*Record list*

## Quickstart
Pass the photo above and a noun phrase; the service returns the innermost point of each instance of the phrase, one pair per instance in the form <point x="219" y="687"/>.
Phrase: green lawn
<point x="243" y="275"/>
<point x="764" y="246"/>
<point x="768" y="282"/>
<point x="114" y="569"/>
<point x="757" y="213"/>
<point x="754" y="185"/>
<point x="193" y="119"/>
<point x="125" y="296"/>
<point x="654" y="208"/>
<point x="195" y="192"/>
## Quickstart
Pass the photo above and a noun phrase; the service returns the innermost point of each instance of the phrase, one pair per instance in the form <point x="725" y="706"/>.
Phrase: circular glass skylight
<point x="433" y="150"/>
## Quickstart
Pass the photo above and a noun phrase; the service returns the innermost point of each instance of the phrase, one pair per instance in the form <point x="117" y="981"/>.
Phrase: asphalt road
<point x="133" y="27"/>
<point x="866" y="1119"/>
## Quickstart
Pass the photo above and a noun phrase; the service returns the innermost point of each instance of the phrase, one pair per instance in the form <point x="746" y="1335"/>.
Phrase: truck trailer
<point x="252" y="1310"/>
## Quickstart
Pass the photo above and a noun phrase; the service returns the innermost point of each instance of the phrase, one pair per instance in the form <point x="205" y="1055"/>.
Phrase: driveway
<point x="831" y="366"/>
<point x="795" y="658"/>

*Short task*
Repeat each record exactly. Omit nothing.

*Correct output*
## Quickstart
Pass the photo above and a noun phrase; the service returns the innermost point of each instance of the phrase, one pair per instance in the form <point x="219" y="687"/>.
Phrase: green lawn
<point x="243" y="275"/>
<point x="764" y="246"/>
<point x="768" y="282"/>
<point x="114" y="569"/>
<point x="757" y="213"/>
<point x="754" y="185"/>
<point x="193" y="119"/>
<point x="125" y="296"/>
<point x="654" y="208"/>
<point x="195" y="192"/>
## Quickstart
Pass the photo above and a noun phrase; the service returns the innermost point of each instance of the phrase, one pair per instance in the form <point x="725" y="706"/>.
Phrase: circular glass skylight
<point x="433" y="150"/>
## Quickstart
Pass the photo above and a noun phrase; the service returns the innermost point of each instance of the phrase, one pair per instance in the form <point x="117" y="981"/>.
Phrase: asphalt road
<point x="133" y="27"/>
<point x="866" y="1119"/>
## Quickstart
Pass the photo above and a noun phrase; the service returns the innermost point of each instance of the phrase, one pair per instance in the form <point x="746" y="1335"/>.
Phrase: truck trailer
<point x="252" y="1310"/>
## Quickstart
Pass the photo above and a noun phrase; the service returns the innermost point of each instance of the phrase, one pair per instance in the form <point x="205" y="1055"/>.
Phrase: driveway
<point x="831" y="366"/>
<point x="795" y="658"/>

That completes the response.